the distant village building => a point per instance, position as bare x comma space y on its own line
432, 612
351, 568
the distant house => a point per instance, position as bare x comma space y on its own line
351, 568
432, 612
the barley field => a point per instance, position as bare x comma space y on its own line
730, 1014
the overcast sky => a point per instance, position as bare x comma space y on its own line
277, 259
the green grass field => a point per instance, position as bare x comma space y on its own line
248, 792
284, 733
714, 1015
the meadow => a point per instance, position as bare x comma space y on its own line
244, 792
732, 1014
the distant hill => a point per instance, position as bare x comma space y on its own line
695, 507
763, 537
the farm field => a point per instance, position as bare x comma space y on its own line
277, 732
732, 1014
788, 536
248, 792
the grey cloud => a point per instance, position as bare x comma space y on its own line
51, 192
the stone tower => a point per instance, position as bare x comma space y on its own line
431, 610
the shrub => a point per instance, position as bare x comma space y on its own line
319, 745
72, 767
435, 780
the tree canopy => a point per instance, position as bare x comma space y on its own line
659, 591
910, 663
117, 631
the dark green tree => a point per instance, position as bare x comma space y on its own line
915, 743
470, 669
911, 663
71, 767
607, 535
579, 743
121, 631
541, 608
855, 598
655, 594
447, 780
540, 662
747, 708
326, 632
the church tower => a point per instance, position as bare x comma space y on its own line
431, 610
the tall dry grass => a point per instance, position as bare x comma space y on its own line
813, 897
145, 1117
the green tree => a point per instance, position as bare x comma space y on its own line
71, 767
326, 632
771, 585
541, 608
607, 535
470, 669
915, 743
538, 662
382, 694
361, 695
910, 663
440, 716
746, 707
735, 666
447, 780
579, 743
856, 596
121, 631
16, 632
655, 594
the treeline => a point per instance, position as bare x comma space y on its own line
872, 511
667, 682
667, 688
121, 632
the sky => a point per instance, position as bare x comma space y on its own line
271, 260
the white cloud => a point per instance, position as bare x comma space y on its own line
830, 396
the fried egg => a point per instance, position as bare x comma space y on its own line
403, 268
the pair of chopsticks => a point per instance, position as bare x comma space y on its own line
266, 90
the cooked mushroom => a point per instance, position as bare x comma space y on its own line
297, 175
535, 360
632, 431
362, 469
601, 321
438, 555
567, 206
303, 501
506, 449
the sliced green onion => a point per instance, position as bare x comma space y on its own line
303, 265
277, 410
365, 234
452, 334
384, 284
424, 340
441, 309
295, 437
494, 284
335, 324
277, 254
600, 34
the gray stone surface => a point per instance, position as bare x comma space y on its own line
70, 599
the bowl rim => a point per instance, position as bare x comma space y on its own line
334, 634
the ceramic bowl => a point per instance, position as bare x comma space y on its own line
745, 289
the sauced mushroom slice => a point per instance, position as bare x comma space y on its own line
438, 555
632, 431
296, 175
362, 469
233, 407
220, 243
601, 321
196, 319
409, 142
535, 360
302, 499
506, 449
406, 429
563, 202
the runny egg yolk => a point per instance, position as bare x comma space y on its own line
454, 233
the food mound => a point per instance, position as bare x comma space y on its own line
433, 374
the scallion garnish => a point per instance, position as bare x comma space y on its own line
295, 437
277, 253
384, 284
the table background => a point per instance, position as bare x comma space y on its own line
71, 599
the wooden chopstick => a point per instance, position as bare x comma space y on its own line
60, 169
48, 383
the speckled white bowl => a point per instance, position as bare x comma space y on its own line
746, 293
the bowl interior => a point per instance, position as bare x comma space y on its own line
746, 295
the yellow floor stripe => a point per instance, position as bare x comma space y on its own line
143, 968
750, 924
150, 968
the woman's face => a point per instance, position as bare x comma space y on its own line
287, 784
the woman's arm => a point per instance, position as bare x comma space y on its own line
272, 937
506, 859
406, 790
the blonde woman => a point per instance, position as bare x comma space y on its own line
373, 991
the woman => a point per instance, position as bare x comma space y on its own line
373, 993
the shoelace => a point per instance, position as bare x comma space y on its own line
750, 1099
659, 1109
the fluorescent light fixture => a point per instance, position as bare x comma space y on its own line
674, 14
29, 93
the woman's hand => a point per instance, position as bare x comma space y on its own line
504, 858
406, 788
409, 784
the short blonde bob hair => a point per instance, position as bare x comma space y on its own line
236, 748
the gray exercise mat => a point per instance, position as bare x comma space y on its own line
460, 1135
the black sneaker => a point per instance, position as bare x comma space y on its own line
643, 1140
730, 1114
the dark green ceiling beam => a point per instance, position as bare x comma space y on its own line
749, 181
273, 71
※ ※ ※
WHAT IS REQUIRED: Output the full listing again with nothing altered.

ANSWER FOR THIS EXERCISE:
the distant village building => a point per instance, position as bare x comma space y on its own line
432, 612
351, 568
the distant house => a point per instance, position as bare x comma space y on its own line
351, 568
432, 612
the barley field => a point per instance, position as bare x comma space y on its own line
730, 1014
the overcast sky => a point per instance, position as bare x comma space y on its own line
277, 259
the green grass field => a point per instance, position as bare x comma space y on its own line
248, 792
284, 733
714, 1015
the meadow => a point per instance, position as bare x comma space y on its own line
244, 792
732, 1014
the distant hill => a point per instance, position as bare x comma space y on its own line
695, 507
763, 537
the farm field => a point per instance, position as bare x comma space y on its own line
277, 732
732, 1014
788, 536
248, 792
the grey cloud => a point per instance, position as bare x comma space y on its own line
51, 192
the stone tower => a point per instance, position as bare x comma space y on its own line
431, 610
the shrub => a point per instance, position as bare x comma space y on its own line
319, 745
72, 767
435, 780
the tree canopy => a point per instance, position as bare x comma space y on its own line
659, 591
910, 663
117, 631
the dark green tree => a point per instance, position as bare x comma space y on its own line
915, 743
470, 669
911, 663
71, 767
607, 535
579, 743
121, 631
541, 608
855, 598
655, 594
447, 780
540, 662
747, 708
326, 632
the church tower => a point per instance, position as bare x comma space y on its own line
431, 610
the tall dry grass => a point per instance, position as bare x comma space y on its own line
813, 897
145, 1117
the green tree => a point per instance, position as bare x comma space y on its own line
71, 767
326, 632
771, 585
541, 608
607, 535
470, 669
915, 743
538, 662
382, 694
361, 695
910, 663
440, 716
746, 707
735, 666
447, 780
579, 743
856, 596
121, 631
16, 632
655, 594
the treeline => a point per instance, position as bare x comma space y on its own line
872, 511
667, 682
667, 688
121, 632
the sky => a point per instance, position as bare x comma space y on its own line
271, 260
the white cloud => a point per instance, position as bare x comma space y on its own line
830, 396
the fried egg => a point per instance, position as bare x comma space y on its own line
403, 268
the pair of chopsticks => a point per instance, position as bare x comma space y on its own line
266, 90
the cooked mushroom => a point per instance, position as bare x comma space y on its own line
297, 175
535, 360
632, 431
362, 469
601, 321
438, 555
567, 206
303, 501
506, 449
the sliced green onion => a point per instance, position as bare x comma space y on its own line
303, 265
277, 410
365, 234
452, 334
384, 284
424, 340
441, 309
295, 437
494, 284
335, 324
277, 254
600, 34
the gray stone surface => a point per instance, position as bare x comma space y on its own line
70, 599
the bowl rim => a point per instance, position as bare x comma space y on its own line
334, 634
the ceramic bowl => a point per instance, position as bare x comma space y on its own line
745, 289
the sauced mushroom slice => a point per instance, position as bare x comma space y on its own line
438, 555
632, 431
296, 175
362, 469
233, 407
220, 243
601, 321
196, 319
409, 142
535, 360
302, 499
506, 449
406, 429
563, 202
the runny egg yolk => a point per instance, position as bare x comma space y on its own line
454, 233
the food mound => a point per instance, position as bare x comma space y on its own line
433, 374
the scallion garnish => a point per instance, position as bare x comma space y on its own line
295, 437
277, 253
384, 284
the table background => a point per instance, position as bare x comma space y on its own line
71, 599
the wooden chopstick => a point per instance, position as bare x comma space y on its own line
60, 169
48, 383
the speckled white bowl => a point per instance, position as bare x comma space y on its own line
746, 293
the bowl interior => a point per instance, position as bare x comma space y on its own line
746, 295
the yellow floor stripe => a point per instance, position as bare x comma space y on its own line
143, 968
750, 924
150, 968
the woman's face => a point per instance, position as bare x comma space y on its own line
287, 784
the woman's arm => a point per instance, position as bare x comma space y on its own line
272, 937
506, 859
406, 790
the blonde woman => a point per instance, position as bare x comma space y on its own line
373, 991
the woman => a point per instance, position as bare x comma space y on its own line
373, 993
the shoelace => a point per instance, position as bare x comma space y on its own line
750, 1099
659, 1109
the fluorescent light fixture => a point per instance, position as bare x comma space y on its own line
674, 14
29, 93
the woman's hand => a point per instance, position as bare x comma space y on its own line
504, 858
406, 788
409, 784
the short blonde bob hair => a point per instance, position as bare x comma space y on its own line
236, 748
the gray exercise mat => a point per instance, position as bare x comma space y on its own line
460, 1135
the black sneaker => a point per instance, position as bare x comma space y on its own line
643, 1140
730, 1114
the dark green ceiling beam => a point per instance, position as bare x comma space y on its own line
749, 181
273, 71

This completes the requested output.